== Segment start ==
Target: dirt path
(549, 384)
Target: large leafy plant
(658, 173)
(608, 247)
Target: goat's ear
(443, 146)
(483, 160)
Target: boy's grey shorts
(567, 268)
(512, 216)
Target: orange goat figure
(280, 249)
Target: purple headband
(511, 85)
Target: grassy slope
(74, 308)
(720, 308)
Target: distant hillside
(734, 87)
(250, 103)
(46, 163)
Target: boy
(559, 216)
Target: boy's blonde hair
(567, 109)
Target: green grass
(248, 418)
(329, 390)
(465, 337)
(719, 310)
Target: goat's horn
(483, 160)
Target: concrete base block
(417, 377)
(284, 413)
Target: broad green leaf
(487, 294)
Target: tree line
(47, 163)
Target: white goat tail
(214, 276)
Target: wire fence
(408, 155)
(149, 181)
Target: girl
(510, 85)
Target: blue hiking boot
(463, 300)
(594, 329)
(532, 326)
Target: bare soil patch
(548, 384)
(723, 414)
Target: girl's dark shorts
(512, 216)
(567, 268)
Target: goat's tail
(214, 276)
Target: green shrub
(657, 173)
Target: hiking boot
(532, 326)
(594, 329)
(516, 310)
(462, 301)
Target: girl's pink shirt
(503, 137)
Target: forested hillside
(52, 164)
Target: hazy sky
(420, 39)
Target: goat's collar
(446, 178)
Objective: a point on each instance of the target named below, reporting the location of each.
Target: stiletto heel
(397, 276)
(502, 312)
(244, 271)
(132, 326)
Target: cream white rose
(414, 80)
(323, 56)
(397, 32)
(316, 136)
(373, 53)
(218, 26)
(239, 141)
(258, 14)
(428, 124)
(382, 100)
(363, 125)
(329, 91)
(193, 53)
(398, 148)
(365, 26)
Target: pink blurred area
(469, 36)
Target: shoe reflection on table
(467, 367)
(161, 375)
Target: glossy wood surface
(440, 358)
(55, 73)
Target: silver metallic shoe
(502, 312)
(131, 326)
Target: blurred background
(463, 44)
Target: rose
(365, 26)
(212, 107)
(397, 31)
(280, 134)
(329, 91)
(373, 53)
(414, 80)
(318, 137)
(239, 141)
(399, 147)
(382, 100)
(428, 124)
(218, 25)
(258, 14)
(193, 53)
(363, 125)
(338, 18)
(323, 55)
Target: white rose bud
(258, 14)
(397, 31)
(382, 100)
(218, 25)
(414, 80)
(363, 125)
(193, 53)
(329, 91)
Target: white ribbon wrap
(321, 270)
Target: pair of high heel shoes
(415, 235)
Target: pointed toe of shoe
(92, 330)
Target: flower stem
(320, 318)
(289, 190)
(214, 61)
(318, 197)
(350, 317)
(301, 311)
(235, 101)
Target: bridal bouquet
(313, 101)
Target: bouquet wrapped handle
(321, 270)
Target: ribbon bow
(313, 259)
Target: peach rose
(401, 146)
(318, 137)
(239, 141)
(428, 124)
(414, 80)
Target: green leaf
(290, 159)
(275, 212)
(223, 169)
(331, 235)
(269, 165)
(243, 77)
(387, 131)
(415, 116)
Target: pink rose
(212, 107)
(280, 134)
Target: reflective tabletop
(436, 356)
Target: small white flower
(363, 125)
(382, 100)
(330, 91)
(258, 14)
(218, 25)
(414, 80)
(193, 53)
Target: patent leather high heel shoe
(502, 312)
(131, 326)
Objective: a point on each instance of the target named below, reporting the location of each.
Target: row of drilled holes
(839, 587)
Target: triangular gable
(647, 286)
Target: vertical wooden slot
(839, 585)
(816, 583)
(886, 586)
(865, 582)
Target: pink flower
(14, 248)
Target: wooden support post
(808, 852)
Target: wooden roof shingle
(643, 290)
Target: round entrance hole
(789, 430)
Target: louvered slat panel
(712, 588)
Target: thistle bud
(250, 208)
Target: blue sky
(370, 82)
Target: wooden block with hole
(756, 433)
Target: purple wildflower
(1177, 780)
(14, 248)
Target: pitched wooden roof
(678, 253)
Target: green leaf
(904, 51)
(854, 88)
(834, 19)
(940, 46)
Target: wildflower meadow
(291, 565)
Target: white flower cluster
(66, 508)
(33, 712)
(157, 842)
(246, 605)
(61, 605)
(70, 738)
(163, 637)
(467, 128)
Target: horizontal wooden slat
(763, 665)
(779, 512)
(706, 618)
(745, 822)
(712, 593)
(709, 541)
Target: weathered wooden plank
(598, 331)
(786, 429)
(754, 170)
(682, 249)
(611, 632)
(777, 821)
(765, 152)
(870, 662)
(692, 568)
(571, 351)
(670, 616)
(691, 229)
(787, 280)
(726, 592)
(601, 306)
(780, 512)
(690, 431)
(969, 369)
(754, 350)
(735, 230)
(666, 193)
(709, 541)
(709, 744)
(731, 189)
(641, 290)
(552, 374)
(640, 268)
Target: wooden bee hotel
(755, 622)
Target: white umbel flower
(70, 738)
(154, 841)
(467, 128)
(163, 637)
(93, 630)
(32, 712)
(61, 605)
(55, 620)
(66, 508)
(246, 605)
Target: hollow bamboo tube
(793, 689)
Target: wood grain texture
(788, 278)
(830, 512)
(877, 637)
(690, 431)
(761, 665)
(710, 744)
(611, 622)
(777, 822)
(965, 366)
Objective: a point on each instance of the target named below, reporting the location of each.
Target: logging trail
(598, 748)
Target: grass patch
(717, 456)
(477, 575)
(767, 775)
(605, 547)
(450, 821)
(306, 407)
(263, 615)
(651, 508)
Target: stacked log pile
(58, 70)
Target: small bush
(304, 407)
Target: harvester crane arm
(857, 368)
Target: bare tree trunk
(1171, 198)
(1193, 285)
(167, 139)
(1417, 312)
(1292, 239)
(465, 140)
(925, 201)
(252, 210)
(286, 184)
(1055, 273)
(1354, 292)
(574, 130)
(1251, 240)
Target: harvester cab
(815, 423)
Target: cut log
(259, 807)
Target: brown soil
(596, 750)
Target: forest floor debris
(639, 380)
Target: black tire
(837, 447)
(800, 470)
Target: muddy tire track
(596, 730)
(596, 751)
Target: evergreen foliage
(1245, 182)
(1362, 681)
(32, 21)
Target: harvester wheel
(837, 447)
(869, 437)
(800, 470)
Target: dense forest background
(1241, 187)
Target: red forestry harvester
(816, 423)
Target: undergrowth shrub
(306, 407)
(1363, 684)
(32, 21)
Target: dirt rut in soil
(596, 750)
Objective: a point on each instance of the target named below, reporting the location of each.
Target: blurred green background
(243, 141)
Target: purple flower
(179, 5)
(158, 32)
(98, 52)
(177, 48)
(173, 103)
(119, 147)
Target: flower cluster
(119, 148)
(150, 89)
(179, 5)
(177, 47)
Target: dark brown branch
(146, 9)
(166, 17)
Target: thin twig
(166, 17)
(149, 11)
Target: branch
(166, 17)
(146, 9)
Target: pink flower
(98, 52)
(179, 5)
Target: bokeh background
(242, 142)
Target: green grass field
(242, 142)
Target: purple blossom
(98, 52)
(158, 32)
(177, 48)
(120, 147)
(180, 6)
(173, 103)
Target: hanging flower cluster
== Segment end ==
> [INSTRUCTIONS TO FOLLOW] Would you repeat the lines from the one containing "Target: purple blossom" through the end of the data, exactly, with nothing before or after them?

> [TASK OUTPUT]
Target: purple blossom
(98, 52)
(158, 32)
(177, 48)
(120, 147)
(180, 6)
(173, 103)
Target: hanging flower cluster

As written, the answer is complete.